*Your instructions*.
Quote everything from the start of the items down to the line containing "77 L 17 103", including both ends and leaving out the pictures.

*Provided records*.
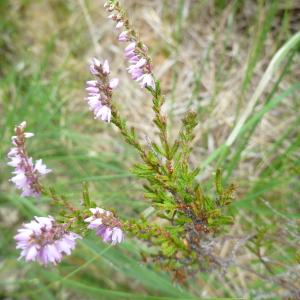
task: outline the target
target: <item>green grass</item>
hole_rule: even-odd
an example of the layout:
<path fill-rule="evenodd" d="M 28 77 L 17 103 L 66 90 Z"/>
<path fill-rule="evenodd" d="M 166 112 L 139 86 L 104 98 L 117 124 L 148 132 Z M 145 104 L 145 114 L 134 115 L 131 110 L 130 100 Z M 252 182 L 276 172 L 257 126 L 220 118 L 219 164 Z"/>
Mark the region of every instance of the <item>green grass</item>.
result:
<path fill-rule="evenodd" d="M 21 2 L 25 10 L 30 6 L 28 1 Z M 219 96 L 227 88 L 225 83 L 231 74 L 227 70 L 236 63 L 228 59 L 227 47 L 236 37 L 233 35 L 236 23 L 243 23 L 239 14 L 246 5 L 246 1 L 233 1 L 229 5 L 226 1 L 211 3 L 195 3 L 187 17 L 183 14 L 184 1 L 176 1 L 173 8 L 163 5 L 166 18 L 162 24 L 168 26 L 168 22 L 174 22 L 172 45 L 165 46 L 166 52 L 177 62 L 169 78 L 171 88 L 167 97 L 172 104 L 185 101 L 187 107 L 196 108 L 200 126 L 209 123 L 215 116 L 213 113 L 219 105 Z M 91 2 L 88 4 L 93 5 Z M 23 39 L 23 24 L 16 18 L 22 16 L 22 9 L 13 6 L 15 11 L 10 11 L 10 5 L 14 2 L 2 1 L 0 4 L 1 16 L 4 16 L 0 20 L 0 211 L 17 212 L 17 217 L 11 224 L 9 221 L 13 217 L 10 215 L 5 216 L 4 221 L 0 220 L 0 298 L 183 300 L 199 299 L 205 290 L 209 291 L 208 297 L 238 299 L 253 295 L 257 290 L 265 293 L 276 291 L 276 286 L 270 286 L 258 277 L 249 280 L 246 291 L 243 290 L 234 280 L 235 270 L 230 270 L 233 275 L 224 277 L 224 281 L 220 280 L 219 274 L 199 273 L 190 279 L 187 286 L 173 284 L 168 274 L 140 262 L 139 252 L 144 246 L 131 237 L 126 237 L 126 242 L 120 247 L 112 248 L 90 234 L 80 242 L 74 255 L 57 268 L 44 269 L 36 264 L 16 261 L 18 251 L 15 250 L 13 236 L 17 228 L 34 215 L 47 215 L 52 211 L 49 199 L 22 199 L 8 183 L 11 170 L 6 166 L 5 156 L 13 128 L 23 120 L 28 123 L 28 131 L 35 133 L 28 142 L 30 155 L 43 158 L 53 169 L 45 182 L 53 184 L 74 205 L 79 205 L 83 181 L 88 182 L 91 195 L 99 206 L 116 209 L 124 218 L 139 216 L 149 204 L 143 199 L 142 182 L 136 180 L 128 169 L 136 161 L 136 153 L 125 145 L 114 129 L 95 122 L 81 100 L 84 97 L 81 92 L 83 82 L 88 77 L 82 61 L 83 57 L 90 55 L 89 45 L 72 40 L 68 33 L 59 31 L 61 26 L 72 32 L 72 16 L 79 14 L 83 19 L 79 8 L 68 3 L 60 9 L 61 4 L 55 3 L 52 9 L 57 14 L 58 28 L 44 39 L 44 44 L 39 45 L 42 50 L 35 55 L 26 51 L 29 42 Z M 243 220 L 239 225 L 240 232 L 268 227 L 269 232 L 275 232 L 270 255 L 285 265 L 292 265 L 296 263 L 296 250 L 275 239 L 280 219 L 262 200 L 267 200 L 290 220 L 299 219 L 300 83 L 295 76 L 295 68 L 299 67 L 300 33 L 292 33 L 289 29 L 292 12 L 288 1 L 286 9 L 279 5 L 279 1 L 267 4 L 258 1 L 254 9 L 258 14 L 247 20 L 246 29 L 239 33 L 247 36 L 241 45 L 246 43 L 248 52 L 245 68 L 240 74 L 242 80 L 238 94 L 231 95 L 236 104 L 236 109 L 232 110 L 235 111 L 235 123 L 226 128 L 212 152 L 206 147 L 211 132 L 204 130 L 200 142 L 195 145 L 195 153 L 198 153 L 197 147 L 206 152 L 202 151 L 201 157 L 196 157 L 196 160 L 203 172 L 220 166 L 226 183 L 234 181 L 237 184 L 238 200 L 230 212 Z M 222 24 L 224 18 L 227 22 L 224 30 L 215 29 L 205 50 L 199 48 L 199 52 L 205 52 L 201 63 L 198 63 L 198 57 L 190 58 L 197 62 L 192 68 L 191 93 L 187 93 L 184 99 L 177 99 L 182 64 L 177 55 L 189 46 L 189 26 L 194 28 L 198 23 L 204 26 L 197 16 L 208 11 L 214 24 Z M 281 14 L 282 27 L 277 21 Z M 69 22 L 67 25 L 63 23 L 64 16 Z M 74 32 L 85 41 L 89 40 L 83 21 L 74 25 Z M 60 56 L 60 42 L 65 40 L 69 47 L 63 49 L 64 55 L 58 63 L 55 57 Z M 270 40 L 274 40 L 274 49 L 267 51 Z M 105 47 L 105 43 L 101 46 Z M 262 62 L 265 64 L 263 71 L 259 65 Z M 77 71 L 81 68 L 76 63 L 82 66 L 79 73 Z M 209 93 L 209 104 L 201 106 L 201 83 L 205 81 L 212 63 L 217 64 L 213 90 Z M 176 126 L 178 116 L 173 110 L 171 113 L 171 124 Z M 275 118 L 278 125 L 281 122 L 285 125 L 278 126 L 276 138 L 273 134 L 267 140 L 268 135 L 264 135 L 266 141 L 258 143 L 260 126 L 269 117 Z M 218 115 L 218 118 L 222 116 Z M 257 155 L 252 158 L 249 152 Z M 253 174 L 248 173 L 248 165 L 252 166 Z M 205 186 L 211 187 L 212 182 L 206 182 Z M 281 253 L 278 253 L 278 248 Z M 253 261 L 253 265 L 256 263 Z"/>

*Written solution*.
task: outline the target
target: <item>green grass</item>
hole_rule: even-odd
an example of the layout:
<path fill-rule="evenodd" d="M 28 77 L 17 103 L 66 90 Z"/>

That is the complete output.